» WHAT THE TASK ASKS
Rewrite every line of the records below as a JSON list of strings, one string per line, with blank lines dropped. Leave the pictures out of the answer.

"""

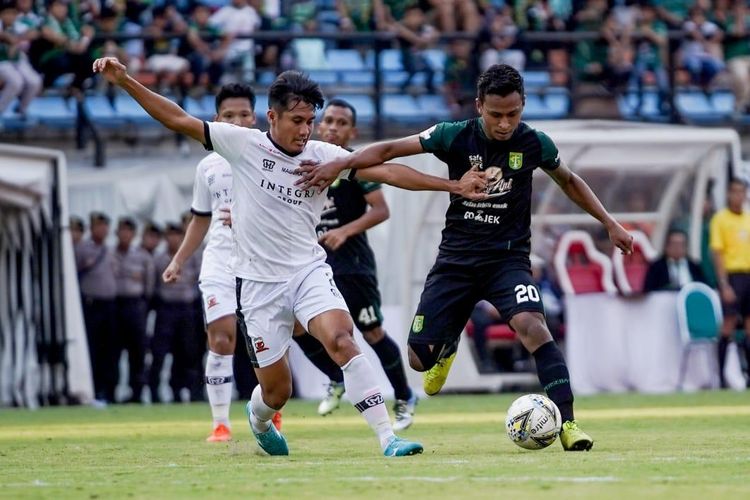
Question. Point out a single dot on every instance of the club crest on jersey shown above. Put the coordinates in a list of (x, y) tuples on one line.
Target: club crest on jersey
[(418, 324), (475, 161), (259, 345), (515, 160)]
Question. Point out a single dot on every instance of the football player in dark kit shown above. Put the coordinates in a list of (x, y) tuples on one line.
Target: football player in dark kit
[(484, 252), (341, 231)]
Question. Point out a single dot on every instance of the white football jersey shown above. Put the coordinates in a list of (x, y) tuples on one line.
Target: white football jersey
[(212, 191), (272, 219)]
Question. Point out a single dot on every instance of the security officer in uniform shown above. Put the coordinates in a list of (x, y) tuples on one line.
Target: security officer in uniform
[(174, 317), (96, 277), (135, 286)]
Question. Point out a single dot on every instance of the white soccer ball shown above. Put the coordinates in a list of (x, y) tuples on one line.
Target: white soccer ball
[(533, 422)]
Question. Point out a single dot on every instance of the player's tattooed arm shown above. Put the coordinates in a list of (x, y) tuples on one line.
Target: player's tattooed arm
[(581, 194), (162, 109), (323, 175), (471, 186)]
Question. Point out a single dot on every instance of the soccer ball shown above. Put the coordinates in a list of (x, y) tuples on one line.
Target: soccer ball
[(533, 422)]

"""

» TASK SOLUTION
[
  "Question. Point out a single dot on every instance of the club crest on jersey shown above. Put the coordinates in a list of (x, y) tuples on one line.",
  "Target: club crest on jersey",
  "[(418, 324), (475, 161), (259, 345), (515, 160)]",
  "Question. Point out a single dot on every instance of the football player in dark kit shown above. Put the coordinates in a list of (x, y) tuples on one line.",
  "Target: football player in dark kit",
  "[(484, 252), (341, 231)]",
  "Question. Point out a single dot on every instance of the white football jersey shown above. Put the coordinates in a list of (x, y) tuples on one line.",
  "Target: white football jersey",
  "[(212, 191), (272, 219)]",
  "Question. Point out a single dot on every instance of the security officer in uniform shown above. Put the coordinates in a list of (x, y) tuples on one line.",
  "Target: security officer in uniform",
  "[(174, 317), (96, 277), (135, 286)]",
  "Question. Point out a single dot on every instance of the white soccer ball shown above. Put the coordinates in a list of (x, y) tuples on one line.",
  "Target: white soccer ball",
  "[(533, 422)]",
  "Question. Point out a single dot on every instance of the player's tattooed arm shown above. Put the coordinates in a list of (x, y) tuples on one line.",
  "Target: player's tattooed arm",
  "[(581, 194), (162, 109), (323, 175), (471, 186)]",
  "Question. Point out a single dot on every instance of the soccer ball shown above. Put the coordinates in a list of (x, y) tuples on one line.",
  "Target: soccer ball",
  "[(533, 422)]"
]